* EXERCISE DESCRIPTION *
There is a line below that contains "Target: small tree". Please reproduce it and all following lines exactly, through the final one.

* RECORDS SUPPLIED *
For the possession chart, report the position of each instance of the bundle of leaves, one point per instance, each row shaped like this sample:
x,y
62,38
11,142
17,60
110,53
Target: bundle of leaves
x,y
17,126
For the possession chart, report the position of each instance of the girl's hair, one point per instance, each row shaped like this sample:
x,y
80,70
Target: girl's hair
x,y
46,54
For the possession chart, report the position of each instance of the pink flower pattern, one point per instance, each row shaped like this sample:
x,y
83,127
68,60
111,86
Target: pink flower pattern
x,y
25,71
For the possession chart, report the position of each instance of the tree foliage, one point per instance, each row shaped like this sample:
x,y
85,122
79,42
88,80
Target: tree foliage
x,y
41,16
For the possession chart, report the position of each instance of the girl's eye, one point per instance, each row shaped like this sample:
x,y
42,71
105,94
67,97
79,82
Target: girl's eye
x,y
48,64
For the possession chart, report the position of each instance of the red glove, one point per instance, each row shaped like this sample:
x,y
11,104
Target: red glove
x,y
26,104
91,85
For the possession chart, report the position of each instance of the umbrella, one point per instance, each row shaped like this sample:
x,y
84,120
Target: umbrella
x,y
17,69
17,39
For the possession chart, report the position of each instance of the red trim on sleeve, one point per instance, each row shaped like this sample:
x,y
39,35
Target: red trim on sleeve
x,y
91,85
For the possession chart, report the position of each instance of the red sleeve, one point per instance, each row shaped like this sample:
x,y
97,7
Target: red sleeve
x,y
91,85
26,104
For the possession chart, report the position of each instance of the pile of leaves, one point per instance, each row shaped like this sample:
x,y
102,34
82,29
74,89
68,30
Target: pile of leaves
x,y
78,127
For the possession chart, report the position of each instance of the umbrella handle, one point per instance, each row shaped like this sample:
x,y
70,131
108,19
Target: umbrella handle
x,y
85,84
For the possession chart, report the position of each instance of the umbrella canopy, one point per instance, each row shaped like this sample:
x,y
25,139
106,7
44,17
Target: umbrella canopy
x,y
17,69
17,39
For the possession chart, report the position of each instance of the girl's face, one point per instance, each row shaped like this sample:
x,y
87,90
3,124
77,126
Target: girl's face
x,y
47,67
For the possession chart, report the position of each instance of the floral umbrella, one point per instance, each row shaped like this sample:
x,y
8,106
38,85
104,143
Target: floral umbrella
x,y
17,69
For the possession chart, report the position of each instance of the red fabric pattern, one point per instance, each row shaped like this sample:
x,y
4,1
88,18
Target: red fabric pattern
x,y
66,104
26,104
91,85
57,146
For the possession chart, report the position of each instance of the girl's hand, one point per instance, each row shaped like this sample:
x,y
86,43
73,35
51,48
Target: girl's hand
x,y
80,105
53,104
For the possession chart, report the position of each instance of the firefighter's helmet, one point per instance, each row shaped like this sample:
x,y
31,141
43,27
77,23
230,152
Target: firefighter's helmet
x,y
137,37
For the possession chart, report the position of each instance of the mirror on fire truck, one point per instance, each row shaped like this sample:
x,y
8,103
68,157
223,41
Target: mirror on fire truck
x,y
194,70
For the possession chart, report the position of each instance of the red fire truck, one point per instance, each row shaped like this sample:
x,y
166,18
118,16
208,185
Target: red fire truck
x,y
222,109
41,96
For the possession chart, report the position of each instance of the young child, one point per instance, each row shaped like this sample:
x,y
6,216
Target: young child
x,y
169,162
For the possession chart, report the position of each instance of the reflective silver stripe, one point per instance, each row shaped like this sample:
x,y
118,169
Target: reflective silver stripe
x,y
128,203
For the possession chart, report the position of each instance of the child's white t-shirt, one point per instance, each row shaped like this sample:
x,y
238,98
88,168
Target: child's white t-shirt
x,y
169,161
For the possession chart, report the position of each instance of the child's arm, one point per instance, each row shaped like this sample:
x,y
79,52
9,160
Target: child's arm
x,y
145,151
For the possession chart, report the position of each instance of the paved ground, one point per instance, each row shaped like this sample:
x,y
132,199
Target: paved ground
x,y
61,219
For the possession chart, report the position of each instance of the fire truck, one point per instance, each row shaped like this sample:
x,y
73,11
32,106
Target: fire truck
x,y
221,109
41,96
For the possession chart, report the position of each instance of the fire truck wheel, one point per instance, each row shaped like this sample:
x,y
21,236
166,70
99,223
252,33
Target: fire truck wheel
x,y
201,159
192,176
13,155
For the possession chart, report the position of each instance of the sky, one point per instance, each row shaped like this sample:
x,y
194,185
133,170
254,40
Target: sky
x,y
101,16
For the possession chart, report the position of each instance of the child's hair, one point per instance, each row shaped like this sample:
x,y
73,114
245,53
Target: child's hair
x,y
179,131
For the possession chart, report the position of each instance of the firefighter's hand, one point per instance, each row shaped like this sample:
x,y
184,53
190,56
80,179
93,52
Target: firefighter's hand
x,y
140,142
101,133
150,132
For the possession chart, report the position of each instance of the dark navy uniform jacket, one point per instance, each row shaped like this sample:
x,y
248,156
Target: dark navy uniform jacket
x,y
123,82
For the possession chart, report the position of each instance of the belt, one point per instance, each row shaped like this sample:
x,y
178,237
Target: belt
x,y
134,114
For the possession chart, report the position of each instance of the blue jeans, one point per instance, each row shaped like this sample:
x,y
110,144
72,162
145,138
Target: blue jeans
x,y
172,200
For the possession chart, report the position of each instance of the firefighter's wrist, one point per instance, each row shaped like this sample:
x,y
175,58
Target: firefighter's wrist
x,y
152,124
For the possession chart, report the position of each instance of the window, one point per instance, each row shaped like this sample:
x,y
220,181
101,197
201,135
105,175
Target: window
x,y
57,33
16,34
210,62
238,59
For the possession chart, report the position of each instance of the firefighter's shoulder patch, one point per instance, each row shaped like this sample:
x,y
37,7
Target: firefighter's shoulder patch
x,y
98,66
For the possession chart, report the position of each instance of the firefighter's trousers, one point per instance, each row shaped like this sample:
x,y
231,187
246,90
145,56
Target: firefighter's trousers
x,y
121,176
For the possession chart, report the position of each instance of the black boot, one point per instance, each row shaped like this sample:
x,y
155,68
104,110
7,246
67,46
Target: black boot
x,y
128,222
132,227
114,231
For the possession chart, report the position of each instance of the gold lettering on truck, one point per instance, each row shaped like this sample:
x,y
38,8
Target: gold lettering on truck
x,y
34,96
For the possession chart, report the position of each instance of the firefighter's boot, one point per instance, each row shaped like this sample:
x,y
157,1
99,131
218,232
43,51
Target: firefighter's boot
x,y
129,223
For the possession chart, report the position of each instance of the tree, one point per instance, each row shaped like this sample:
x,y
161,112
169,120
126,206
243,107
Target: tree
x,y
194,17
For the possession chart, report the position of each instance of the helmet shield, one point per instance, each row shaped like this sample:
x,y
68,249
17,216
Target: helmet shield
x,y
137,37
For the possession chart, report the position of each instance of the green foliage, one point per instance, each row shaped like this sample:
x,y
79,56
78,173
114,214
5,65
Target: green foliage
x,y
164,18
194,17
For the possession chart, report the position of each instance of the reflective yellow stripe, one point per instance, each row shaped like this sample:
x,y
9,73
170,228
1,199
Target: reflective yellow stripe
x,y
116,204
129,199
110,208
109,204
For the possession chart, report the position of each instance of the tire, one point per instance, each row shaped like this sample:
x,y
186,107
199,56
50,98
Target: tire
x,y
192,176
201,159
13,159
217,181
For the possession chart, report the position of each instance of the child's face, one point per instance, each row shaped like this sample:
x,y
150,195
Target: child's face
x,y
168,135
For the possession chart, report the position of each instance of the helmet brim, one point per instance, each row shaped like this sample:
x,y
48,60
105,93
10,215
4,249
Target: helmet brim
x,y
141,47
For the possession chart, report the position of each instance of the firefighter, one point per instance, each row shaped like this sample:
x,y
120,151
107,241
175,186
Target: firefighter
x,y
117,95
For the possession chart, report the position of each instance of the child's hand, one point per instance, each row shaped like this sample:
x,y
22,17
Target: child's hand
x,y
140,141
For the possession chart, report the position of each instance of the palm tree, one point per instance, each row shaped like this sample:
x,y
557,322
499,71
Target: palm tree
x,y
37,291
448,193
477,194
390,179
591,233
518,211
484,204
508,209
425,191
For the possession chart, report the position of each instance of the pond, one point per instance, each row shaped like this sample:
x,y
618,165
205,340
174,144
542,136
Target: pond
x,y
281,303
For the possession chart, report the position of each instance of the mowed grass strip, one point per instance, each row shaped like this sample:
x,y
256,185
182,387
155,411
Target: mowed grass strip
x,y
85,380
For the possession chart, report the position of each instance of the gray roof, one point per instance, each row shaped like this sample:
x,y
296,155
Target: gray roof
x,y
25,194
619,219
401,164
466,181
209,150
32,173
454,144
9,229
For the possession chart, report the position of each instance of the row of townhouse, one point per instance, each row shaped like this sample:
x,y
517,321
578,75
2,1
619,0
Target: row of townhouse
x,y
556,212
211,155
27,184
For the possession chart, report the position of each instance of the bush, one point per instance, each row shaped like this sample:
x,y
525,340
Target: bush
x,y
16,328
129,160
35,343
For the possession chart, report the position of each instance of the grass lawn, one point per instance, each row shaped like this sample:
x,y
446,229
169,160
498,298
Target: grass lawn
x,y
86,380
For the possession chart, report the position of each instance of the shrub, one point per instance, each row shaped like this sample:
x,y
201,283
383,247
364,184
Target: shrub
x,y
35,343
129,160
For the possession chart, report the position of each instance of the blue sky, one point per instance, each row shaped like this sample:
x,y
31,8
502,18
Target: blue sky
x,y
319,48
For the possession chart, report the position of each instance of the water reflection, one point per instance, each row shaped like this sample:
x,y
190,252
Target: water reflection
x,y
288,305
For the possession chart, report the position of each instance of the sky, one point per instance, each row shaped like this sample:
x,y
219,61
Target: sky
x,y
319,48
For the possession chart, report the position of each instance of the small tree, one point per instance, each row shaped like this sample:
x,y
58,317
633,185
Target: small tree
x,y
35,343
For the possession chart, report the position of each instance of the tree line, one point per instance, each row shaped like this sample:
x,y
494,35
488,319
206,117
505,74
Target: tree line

* WRITTEN RESPONSE *
Target: small tree
x,y
35,343
For the possession chart, report the position of each instance of the tree line, one point per instance, each row shaped like this sample:
x,y
494,35
488,319
206,117
505,74
Target: tree line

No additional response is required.